##### TEXT FOR ANALYSIS #####
Dr Randolph-Quinney has worked extensively in funerary and mortuary archaeology, recovering human and animal remains from deep prehistory through to the recent past. As a forensic scientist he has extensive casework experience in both forensic anthropology and archaeology in the UK and sub‐Saharan Africa, including recovery of bodies from homicides, fatal fires, and human rights abuses.

He has used his experience from funerary archaeology and forensic casework, together with experimental studies of how human bodies decompose, and methods of 3D imaging and spatial analysis, to help understand the site formation processes and burials of Homo naledi within the Rising Star cave system.

“Forensic science has helped the research at Rising Star since the excavation of the first fossils from the site back in 2013,” he said. “I have used a branch of forensic science called forensic taphonomy to understand the processes that affected the bodies of Homo naledi after they died.

“Forensic taphonomy uses data from experiments conducted at forensic research facilities – so-called body farms –  where decomposition of humans and other animals can be studied in a variety of settings, as well as forensic casework to understand what happens to a body after death.

“Forensic scientists try to understand the many processes that can affect a body after death – the pattern of decomposition, how long it takes, which parts of the body separate and when, and the effects of soil, water and scavengers on the skeleton. We use this accumulated forensic data to determine that bodies of Homo naledi were deliberately placed in graves within the cave, and covered up with cave sediments, a process known as interment.”

Caption: Dr Patrick RandolphQuinney taken working at a cave excavation credit Ruth Carden UCD

According to Dr Randolph-Quinney we have a few lines of evidence that Homo naledi buried their dead. Firstly, there is evidence of a grave cut, which is a hole that Homo naledi deliberately made in the cave floor to contain the dead bodies. Secondly, the pattern of bones within the graves is consistent with a body that is flexed or curled-up. Dr Randolph-Quinney could determine the body was flexed using x-ray imaging, which allowed him to see inside the sediment of the grave. He states that the relationship between the bones is what a forensic scientist would expect to see if a body decomposed in a flexed position.

And while Dr Randolph-Quinney acknowledges that we don’t know exactly why Homo naledi buried their dead, we do know that humans and many other animals understand that death is important.

“Humans have a huge range of funerary customs including burial in the ground, cremation, leaving a body in the open air and mummification,” said Dr Randolph-Quinney. “We know that humans experience grief and sadness when someone they know dies, and these emotions seem to be experienced by non-humans such as chimpanzees, elephants, and crows. These animals don’t bury their dead, but they do have rituals and behaviours that seem to indicate they feel grief and understand that the dead aren’t coming back to life. It’s likely Homo naledi shared these emotions too, and burial of their dead was a way of recognising the importance and finality of death.”
#####
WHAT YOU SHOULD DO | In the text about Homo naledi burials, transcribe the part that opens with the words containing "And while Dr" and closes with "death is important.". Rely only on the text about forensic evidence for Homo naledi burials.
##### LISTED ENTRIES #####
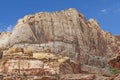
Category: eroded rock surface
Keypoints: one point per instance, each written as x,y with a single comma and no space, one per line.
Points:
66,33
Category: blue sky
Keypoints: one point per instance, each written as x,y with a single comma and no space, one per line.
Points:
106,12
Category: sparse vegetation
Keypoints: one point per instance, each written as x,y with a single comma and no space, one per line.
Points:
114,70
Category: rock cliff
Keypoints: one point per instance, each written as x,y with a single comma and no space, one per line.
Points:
67,33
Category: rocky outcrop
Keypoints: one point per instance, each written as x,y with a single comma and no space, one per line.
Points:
37,64
67,33
4,40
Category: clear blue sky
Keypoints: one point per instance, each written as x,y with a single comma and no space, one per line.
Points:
107,12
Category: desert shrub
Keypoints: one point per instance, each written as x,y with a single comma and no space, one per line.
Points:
114,70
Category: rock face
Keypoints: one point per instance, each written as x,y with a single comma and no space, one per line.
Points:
67,33
37,64
4,39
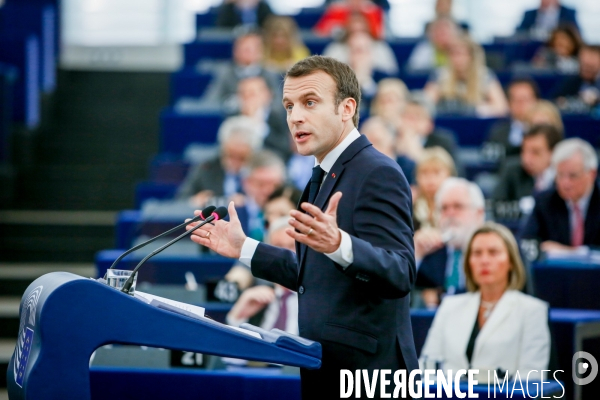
#####
FINISHED EXERCISE |
And while Dr Randolph-Quinney acknowledges that we don’t know exactly why Homo naledi buried their dead, we do know that humans and many other animals understand that death is important.